GIVEN REQUEST:
Answer these questions about the comment thread below on the "Imagine" and "Band on the Run" mashup.
(a) How many comments does the thread have in total?
(b) Which three songs does rory say "Imagine" would be grouped with?
(c) What does Sys Rq say was cut short?

GIVEN PASSAGE:
Imagine the Wings
May 15, 2013 2:23 PM   Subscribe

Speed up Imagine, slow down Band on The Run. WTF?
posted by timsteil (49 comments total) 7 users marked this as a favorite
 
Really nice.
posted by oddman at 2:28 PM on May 15, 2013


OK, but once you allow yourself to speed up or slow down music you can probably get quite a number of songs to mash up just as well. Why these two?
posted by dhartung at 2:30 PM on May 15, 2013 [4 favorites]


Then you hit play right as the lion in the MGM logo roars...
posted by kmz at 2:32 PM on May 15, 2013 [11 favorites]


Why these two?

Because it would have pissed both of them off immensely. :D
posted by capricorn at 2:32 PM on May 15, 2013 [4 favorites]


Why these two?

You never played the "if you bring together the best tracks the Beatles recorded as solo artists in a particular year and compile them, you can make a lost Beatles album" game?

To be fair, that would mean putting "Imagine" with "Uncle Albert/Admiral Halsey", "Bangladesh" and "It Don't Come Easy". Or "Band on the Run" with "Mind Games", "Photograph" and "Give Me Love (Give Me Peace on Earth)".
posted by rory at 2:42 PM on May 15, 2013


To be fair, that would mean putting "Imagine" with "Uncle Albert/Admiral Halsey", "Bangladesh" and "It Don't Come Easy". Or "Band on the Run" with "Mind Games", "Photograph" and "Give Me Love (Give Me Peace on Earth)".

Still not as weird as the White Album.
posted by justsomebodythatyouusedtoknow at 2:45 PM on May 15, 2013 [4 favorites]


I'm kinda with dhartung. I don't see much connection here. And I like GHP.
posted by mrgrimm at 2:55 PM on May 15, 2013 [1 favorite]


First of all, they don't really line up very well. When McCartney goes up, he goes out of key. Secondly:

Step 3:
Throw one over the other and leave alone for 2 minutes

Bullshit. They cut the first chorus of "Band on the Run" short, for a start.
posted by Sys Rq at 3:00 PM on May 15, 2013 [3 favorites]


I kinda liked it but I was wondering how many edits there were. Because if there were none that place where they both went silent at the same time would be impressive.

EXTRACTED RECORDS:
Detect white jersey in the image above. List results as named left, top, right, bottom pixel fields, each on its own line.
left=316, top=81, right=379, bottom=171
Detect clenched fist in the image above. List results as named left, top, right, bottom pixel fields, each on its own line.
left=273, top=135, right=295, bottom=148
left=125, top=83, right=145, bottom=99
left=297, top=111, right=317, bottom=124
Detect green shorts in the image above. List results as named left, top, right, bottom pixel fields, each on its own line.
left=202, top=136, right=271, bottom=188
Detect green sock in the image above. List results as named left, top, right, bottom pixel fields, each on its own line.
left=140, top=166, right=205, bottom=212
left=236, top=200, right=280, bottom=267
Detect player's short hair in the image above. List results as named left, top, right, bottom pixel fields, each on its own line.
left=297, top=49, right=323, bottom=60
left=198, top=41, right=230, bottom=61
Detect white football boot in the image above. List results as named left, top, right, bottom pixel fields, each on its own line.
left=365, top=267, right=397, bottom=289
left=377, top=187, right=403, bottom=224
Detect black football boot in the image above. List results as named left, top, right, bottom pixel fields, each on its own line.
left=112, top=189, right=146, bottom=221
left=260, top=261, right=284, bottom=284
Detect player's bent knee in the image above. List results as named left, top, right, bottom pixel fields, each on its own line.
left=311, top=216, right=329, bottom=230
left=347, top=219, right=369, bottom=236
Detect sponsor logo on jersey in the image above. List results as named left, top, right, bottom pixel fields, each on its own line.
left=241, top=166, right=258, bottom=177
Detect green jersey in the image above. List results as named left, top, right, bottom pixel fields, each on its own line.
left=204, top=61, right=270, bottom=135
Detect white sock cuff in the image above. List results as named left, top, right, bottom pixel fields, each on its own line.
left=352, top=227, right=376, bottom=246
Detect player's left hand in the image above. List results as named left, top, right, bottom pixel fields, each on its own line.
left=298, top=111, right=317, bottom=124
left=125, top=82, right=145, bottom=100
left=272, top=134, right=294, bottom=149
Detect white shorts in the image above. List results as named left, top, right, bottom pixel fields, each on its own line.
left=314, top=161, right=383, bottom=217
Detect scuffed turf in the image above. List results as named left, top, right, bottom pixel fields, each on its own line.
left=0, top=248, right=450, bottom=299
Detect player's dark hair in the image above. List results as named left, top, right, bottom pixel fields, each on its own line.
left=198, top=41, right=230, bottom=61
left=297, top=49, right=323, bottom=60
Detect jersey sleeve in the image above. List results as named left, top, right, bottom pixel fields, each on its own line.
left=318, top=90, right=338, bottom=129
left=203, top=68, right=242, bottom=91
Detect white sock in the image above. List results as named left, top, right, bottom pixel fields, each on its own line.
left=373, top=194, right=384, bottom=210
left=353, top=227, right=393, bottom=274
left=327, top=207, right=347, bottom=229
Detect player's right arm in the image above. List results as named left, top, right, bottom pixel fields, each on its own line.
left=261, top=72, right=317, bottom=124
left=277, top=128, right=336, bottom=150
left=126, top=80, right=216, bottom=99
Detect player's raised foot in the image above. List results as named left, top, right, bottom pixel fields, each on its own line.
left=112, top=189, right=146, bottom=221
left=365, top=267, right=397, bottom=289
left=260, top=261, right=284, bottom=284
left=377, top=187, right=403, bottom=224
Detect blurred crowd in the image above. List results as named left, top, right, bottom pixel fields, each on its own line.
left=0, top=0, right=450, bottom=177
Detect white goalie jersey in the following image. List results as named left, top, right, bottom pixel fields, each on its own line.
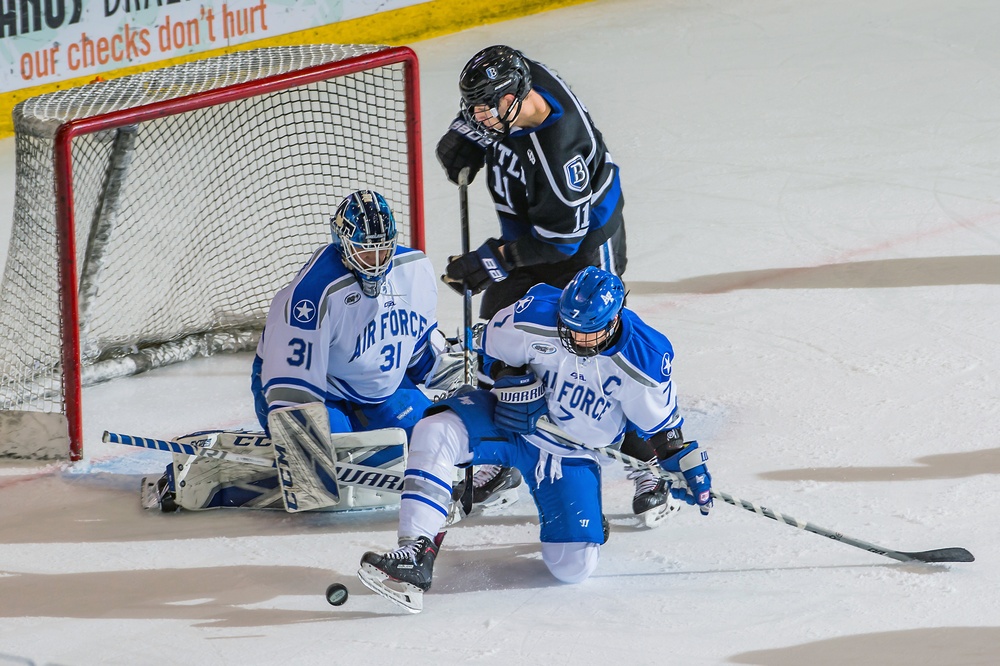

EXERCISE RESULT:
(a) 49 comments.
(b) "Uncle Albert/Admiral Halsey", "Bangladesh" and "It Don't Come Easy".
(c) The first chorus of "Band on the Run".